Aim of the exercise:
Search the entries for lines that contain the word "gate", and report each one found.

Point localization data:

Segment Open

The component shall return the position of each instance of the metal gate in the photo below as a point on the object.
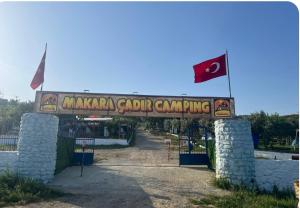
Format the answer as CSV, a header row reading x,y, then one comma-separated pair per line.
x,y
193,146
83,151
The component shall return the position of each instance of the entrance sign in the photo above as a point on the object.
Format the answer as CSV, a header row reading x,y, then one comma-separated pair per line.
x,y
133,105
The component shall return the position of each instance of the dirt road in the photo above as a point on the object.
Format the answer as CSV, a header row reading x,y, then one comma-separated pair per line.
x,y
139,176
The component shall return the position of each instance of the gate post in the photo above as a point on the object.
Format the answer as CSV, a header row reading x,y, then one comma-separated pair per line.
x,y
37,146
234,151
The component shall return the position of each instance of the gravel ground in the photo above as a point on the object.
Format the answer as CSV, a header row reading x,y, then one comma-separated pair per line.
x,y
139,176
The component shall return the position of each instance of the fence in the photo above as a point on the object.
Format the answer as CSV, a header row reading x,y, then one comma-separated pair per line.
x,y
8,142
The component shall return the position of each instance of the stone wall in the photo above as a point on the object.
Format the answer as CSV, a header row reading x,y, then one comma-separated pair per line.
x,y
37,146
281,173
8,161
234,151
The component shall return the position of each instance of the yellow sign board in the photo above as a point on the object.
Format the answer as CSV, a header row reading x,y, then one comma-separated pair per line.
x,y
133,105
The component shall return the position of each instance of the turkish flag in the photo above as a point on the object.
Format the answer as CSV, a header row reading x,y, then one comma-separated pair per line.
x,y
38,78
210,69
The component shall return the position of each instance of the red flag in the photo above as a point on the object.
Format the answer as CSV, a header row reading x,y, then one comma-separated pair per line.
x,y
38,78
210,69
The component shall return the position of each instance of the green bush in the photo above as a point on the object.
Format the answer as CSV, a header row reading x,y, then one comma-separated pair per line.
x,y
211,153
64,155
243,197
15,189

Segment Closed

Response area:
The component shall return the position of each instance of the metal gate in the photo below as a point on the object.
The component shall return the position of each instance of the gate post in the photo above as a point on the object.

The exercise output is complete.